With "metal" as the search word, show every line of the material that has it.
=== INPUT RECORDS ===
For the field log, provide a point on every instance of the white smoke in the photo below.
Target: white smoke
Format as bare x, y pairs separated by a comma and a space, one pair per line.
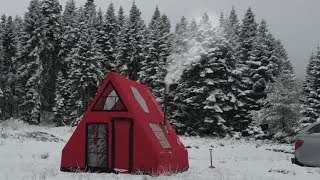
181, 61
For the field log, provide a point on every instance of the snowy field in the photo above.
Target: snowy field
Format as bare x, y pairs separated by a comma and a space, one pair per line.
33, 153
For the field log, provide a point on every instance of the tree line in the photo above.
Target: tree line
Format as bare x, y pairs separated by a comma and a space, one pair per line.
53, 61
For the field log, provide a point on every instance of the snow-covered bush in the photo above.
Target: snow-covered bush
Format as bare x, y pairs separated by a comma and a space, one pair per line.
282, 107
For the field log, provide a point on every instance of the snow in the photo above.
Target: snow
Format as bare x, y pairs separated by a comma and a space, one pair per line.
33, 158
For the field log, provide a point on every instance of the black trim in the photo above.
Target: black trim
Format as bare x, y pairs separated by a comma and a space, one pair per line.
130, 161
164, 133
95, 169
125, 107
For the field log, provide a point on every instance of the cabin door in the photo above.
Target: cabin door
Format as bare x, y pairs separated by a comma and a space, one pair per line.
122, 144
97, 146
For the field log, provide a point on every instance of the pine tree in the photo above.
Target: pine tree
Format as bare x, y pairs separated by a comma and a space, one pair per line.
246, 63
311, 102
193, 29
232, 28
282, 111
134, 42
8, 67
52, 31
154, 69
71, 31
121, 42
181, 36
30, 73
109, 45
84, 65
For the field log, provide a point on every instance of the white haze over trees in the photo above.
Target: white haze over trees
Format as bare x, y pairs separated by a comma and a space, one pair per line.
225, 75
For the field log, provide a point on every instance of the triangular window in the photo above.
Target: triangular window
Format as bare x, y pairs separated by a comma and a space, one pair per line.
109, 101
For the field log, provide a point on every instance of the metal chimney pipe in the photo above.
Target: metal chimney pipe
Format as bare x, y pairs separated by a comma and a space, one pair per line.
166, 93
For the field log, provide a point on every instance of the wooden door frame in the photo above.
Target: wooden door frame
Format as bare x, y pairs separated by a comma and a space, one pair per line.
99, 169
130, 160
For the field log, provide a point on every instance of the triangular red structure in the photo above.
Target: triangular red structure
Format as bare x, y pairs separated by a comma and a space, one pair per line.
123, 131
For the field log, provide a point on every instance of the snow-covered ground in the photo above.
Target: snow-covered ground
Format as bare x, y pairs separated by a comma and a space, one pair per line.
33, 153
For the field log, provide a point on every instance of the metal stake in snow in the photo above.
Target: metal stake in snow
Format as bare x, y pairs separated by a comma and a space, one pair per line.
166, 93
211, 159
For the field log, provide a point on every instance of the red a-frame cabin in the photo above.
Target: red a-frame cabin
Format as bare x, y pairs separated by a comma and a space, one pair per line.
123, 131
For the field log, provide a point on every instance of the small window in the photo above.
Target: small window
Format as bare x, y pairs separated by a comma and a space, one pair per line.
314, 129
109, 101
140, 99
160, 135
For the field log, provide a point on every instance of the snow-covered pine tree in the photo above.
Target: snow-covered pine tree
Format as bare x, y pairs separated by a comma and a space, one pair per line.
8, 67
193, 29
30, 74
246, 65
132, 52
282, 111
206, 100
52, 31
158, 45
232, 28
109, 39
1, 65
311, 104
84, 65
121, 39
284, 62
181, 36
69, 39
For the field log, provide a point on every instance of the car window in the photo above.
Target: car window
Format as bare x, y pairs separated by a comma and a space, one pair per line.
314, 129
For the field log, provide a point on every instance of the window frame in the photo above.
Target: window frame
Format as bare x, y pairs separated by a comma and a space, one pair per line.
125, 109
131, 88
317, 127
164, 135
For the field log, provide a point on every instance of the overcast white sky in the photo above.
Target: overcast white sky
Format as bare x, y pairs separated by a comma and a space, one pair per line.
295, 22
===
→ EXERCISE ANSWER:
For the field log, provide a point on every instance of the metal chimney pipe in the photo above.
Target: metal chimney pipe
For the field log, provide a point on every instance of the metal stake in snow in the photo above.
Target: metal stake in snow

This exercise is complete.